[[ Entries supplied, beginning ]]

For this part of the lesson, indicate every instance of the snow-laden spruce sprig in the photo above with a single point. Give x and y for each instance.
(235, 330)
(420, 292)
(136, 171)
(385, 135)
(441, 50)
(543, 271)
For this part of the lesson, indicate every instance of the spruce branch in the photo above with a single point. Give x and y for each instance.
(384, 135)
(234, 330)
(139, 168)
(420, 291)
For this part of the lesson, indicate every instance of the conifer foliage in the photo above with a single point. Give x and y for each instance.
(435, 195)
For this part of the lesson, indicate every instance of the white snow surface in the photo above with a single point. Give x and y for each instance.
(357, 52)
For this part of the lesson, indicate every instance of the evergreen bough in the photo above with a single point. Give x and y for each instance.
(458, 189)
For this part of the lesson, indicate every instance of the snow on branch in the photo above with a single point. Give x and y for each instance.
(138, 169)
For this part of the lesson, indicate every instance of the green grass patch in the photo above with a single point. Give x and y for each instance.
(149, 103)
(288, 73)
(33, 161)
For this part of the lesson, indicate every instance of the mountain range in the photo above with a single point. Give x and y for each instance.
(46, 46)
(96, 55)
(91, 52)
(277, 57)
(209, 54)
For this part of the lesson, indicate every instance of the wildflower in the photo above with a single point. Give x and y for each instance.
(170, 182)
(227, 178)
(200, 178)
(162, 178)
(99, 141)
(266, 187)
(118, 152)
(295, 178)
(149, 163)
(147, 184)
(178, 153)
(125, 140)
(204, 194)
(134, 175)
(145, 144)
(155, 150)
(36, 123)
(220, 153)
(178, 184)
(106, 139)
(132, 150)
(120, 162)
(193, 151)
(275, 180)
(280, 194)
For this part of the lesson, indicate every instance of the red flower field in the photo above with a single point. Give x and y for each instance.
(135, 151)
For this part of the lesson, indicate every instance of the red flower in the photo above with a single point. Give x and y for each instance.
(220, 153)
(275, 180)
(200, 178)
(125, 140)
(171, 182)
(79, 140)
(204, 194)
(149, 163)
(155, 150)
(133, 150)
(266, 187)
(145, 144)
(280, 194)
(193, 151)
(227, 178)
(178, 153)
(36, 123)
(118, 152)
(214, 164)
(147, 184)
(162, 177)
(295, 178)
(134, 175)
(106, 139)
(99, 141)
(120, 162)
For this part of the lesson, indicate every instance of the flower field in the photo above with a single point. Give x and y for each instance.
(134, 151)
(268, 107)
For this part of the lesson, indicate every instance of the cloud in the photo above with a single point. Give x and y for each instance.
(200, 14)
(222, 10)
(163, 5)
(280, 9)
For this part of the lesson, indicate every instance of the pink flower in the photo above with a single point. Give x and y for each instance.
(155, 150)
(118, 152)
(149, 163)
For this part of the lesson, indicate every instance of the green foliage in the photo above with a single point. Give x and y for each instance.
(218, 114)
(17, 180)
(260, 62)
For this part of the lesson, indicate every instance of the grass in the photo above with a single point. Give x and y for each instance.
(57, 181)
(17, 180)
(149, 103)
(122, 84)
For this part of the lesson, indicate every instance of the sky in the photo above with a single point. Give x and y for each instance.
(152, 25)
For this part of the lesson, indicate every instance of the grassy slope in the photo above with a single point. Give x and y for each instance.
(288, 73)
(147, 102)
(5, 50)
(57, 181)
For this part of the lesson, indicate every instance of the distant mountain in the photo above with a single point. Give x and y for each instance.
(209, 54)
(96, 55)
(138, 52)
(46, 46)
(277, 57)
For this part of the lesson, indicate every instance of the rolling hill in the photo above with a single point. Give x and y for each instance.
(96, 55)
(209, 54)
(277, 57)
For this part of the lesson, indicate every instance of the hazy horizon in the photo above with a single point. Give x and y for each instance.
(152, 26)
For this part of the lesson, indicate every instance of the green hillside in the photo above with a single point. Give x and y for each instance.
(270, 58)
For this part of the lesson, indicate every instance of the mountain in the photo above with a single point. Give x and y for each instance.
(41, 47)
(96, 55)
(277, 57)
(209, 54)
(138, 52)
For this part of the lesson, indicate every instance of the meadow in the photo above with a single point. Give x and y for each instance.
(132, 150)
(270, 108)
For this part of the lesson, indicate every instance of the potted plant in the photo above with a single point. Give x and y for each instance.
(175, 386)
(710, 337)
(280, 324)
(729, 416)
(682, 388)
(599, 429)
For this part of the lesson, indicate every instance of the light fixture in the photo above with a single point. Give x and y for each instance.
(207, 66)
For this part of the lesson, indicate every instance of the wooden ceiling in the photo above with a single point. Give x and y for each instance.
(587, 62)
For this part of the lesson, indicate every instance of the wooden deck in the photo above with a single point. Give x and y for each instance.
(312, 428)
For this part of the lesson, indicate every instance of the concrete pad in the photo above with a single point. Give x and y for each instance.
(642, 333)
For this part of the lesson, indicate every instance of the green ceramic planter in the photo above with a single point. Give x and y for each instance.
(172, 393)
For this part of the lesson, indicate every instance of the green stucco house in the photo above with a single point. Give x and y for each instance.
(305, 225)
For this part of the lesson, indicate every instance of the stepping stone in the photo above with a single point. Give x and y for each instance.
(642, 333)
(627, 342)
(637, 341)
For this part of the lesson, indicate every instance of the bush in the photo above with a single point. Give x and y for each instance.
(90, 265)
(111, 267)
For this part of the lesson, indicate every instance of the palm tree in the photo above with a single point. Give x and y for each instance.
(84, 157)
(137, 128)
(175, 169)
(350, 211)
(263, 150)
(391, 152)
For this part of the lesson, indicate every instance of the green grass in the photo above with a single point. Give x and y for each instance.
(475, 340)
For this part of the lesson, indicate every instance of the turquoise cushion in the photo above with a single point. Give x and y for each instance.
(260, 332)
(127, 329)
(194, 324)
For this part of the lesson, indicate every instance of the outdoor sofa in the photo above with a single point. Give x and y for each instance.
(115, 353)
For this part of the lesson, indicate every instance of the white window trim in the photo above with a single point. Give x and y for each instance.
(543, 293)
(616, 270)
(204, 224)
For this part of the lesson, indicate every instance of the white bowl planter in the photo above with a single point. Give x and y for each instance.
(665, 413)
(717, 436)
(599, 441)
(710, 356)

[[ Entries supplied, end ]]

Problem requirements
In full and without alteration, repeat the records.

Response area
For this part of the lesson, indicate every instance of the snow-laden spruce sprig in the photo above with a single point. Give x and y for each instance.
(235, 330)
(420, 292)
(136, 171)
(385, 135)
(441, 50)
(543, 271)
For this part of the lesson, indicate every instance of the spruce branch in the photo above with a single point. Give x and y for each instance.
(384, 135)
(234, 330)
(139, 168)
(420, 291)
For this part of the lesson, indicate every instance of the conifer foliage in the photo above with a single point. Give x and y for each instance.
(435, 195)
For this part of the lesson, indicate every instance of the white snow surface in the photo above with a single point. Give x and y for each instance.
(357, 52)
For this part of the lesson, indicate every instance of the evergreen bough in the photo above with a single point. Give x and y for each instance.
(458, 189)
For this part of the lesson, indicate every instance of the snow on branch in the photo above with a single point. Give x and y for each instance.
(138, 169)
For this part of the lesson, indicate every instance of the green grass patch in the photo above with a single point. Give x and y for each instance.
(149, 103)
(288, 73)
(33, 161)
For this part of the lesson, indicate every instance of the mountain range in the photo above with a single point. Give x and y for each instance.
(46, 46)
(96, 55)
(91, 52)
(277, 57)
(209, 54)
For this part of the lesson, indicate every instance of the wildflower in the photo above with a single point. Give x and y for each instance.
(170, 182)
(227, 178)
(200, 178)
(162, 178)
(99, 141)
(266, 187)
(118, 152)
(295, 178)
(149, 163)
(147, 184)
(178, 153)
(125, 140)
(204, 194)
(134, 175)
(145, 144)
(155, 150)
(36, 123)
(220, 153)
(178, 184)
(106, 139)
(132, 150)
(120, 162)
(193, 151)
(275, 180)
(280, 194)
For this part of the lesson, indicate every instance of the red flower field in the photo above with a single point. Give x and y for each instance.
(135, 151)
For this part of the lesson, indicate every instance of the red flower in the photo above with a single point. Give x and y for each instance.
(220, 153)
(275, 180)
(200, 178)
(125, 140)
(171, 182)
(79, 140)
(204, 194)
(149, 163)
(155, 150)
(133, 150)
(266, 187)
(145, 144)
(280, 194)
(193, 151)
(227, 178)
(178, 153)
(36, 123)
(118, 152)
(214, 164)
(147, 184)
(162, 177)
(295, 178)
(134, 175)
(106, 139)
(99, 141)
(120, 162)
For this part of the lesson, indicate every instance of the flower field in the photo above with a single point. Give x and y for each instance.
(134, 151)
(268, 107)
For this part of the lesson, indicate every instance of the cloud in the photo above with a single point. Give x and y for each instance.
(200, 14)
(222, 10)
(163, 5)
(280, 9)
For this part of the lesson, indicate every instance of the pink flower in the photo above with a single point. Give x and y for each instance.
(155, 150)
(118, 152)
(149, 163)
For this part of the lesson, indicate every instance of the green foliage in the photo above with a single point. Give x and y for each instance.
(218, 114)
(17, 180)
(260, 62)
For this part of the lesson, indicate every instance of the grass in the photo above with a single point. Give x and y for each instance.
(57, 181)
(17, 180)
(149, 103)
(122, 84)
For this part of the lesson, indicate every instance of the sky in the photo above with a single point. Give x and y for each instance.
(152, 25)
For this part of the lesson, indicate every instance of the grassy slope in the photo above with a single point. Give x and y for each instance.
(288, 73)
(147, 102)
(5, 50)
(57, 181)
For this part of the lesson, indicate every instance of the distant mountain in the photo above with a single point. Give x and y for each instance.
(209, 54)
(96, 55)
(138, 52)
(46, 46)
(277, 57)
For this part of the lesson, indicate every instance of the rolling hill in the photo above with a single point. Give x and y for each instance.
(96, 55)
(209, 54)
(277, 57)
For this part of the lesson, indicate every instance of the hazy horizon in the photo above with a single point. Give x and y for each instance.
(152, 26)
For this part of the lesson, indicate every instance of the green hillside in the photo above with a single point. Give x and y for each instance.
(270, 58)
For this part of the lesson, indicate every instance of the mountain in the photo above with a single point. Give x and y for each instance.
(41, 47)
(96, 55)
(277, 57)
(209, 54)
(138, 52)
For this part of the lesson, indicate every instance of the meadow in the photo above with a single point. Give x and y for each instance.
(132, 150)
(270, 108)
For this part of the lesson, indicate every instance of the potted plant in the photo above with a single point. Give x and y for each instance.
(175, 386)
(710, 337)
(280, 324)
(729, 416)
(682, 388)
(599, 429)
For this part of the lesson, indicate every instance of the light fixture in the photo above with a single point. Give x and y for each instance.
(207, 66)
For this part of the lesson, indicate every instance of the wooden ceiling in the photo above with a single point. Give x and y for each instance.
(587, 62)
For this part of the lesson, indicate every instance of the wooden deck in the photo above with a single point. Give x and y for each instance.
(312, 428)
For this part of the lesson, indicate every instance of the concrete pad in the photo above with a single point. Give x and y for each instance.
(642, 333)
For this part of the lesson, indicate every instance of the green ceramic planter in the photo above with a single point. Give x and y for each instance.
(172, 393)
For this part of the lesson, indicate every instance of the green stucco house in the photo above with a single point. Give x and y for each instance.
(305, 225)
For this part of the lesson, indicate every instance of the stepping stone in the photo above with a single point. Give x and y for each instance.
(642, 333)
(627, 342)
(637, 341)
For this part of the lesson, indicate every instance of the bush in the photo above with a single point. Give x and y for each instance.
(90, 265)
(111, 267)
For this part of the lesson, indicate every instance of the palm tree in the photo above with a single point. Give x and y for each instance.
(84, 157)
(137, 128)
(175, 169)
(350, 211)
(263, 150)
(391, 152)
For this part of the lesson, indicate every instance of the green grass in the photo above with a single point. Give x and y for each instance.
(475, 340)
For this part of the lesson, indicate every instance of the turquoise cushion in the photo above with a single point. Give x and y for each instance.
(260, 332)
(127, 329)
(194, 324)
For this part of the lesson, indicate every instance of the outdoor sofa in the photo above with a single point. Give x and y for each instance.
(115, 353)
For this part of the lesson, indicate every instance of the white window trim in the photo above with a single point. Give x and y for each instance.
(543, 293)
(616, 270)
(204, 224)
For this part of the lesson, indicate every instance of the white bowl planter in the photo above with a single point. Give x and y for each instance.
(665, 413)
(717, 436)
(599, 441)
(710, 356)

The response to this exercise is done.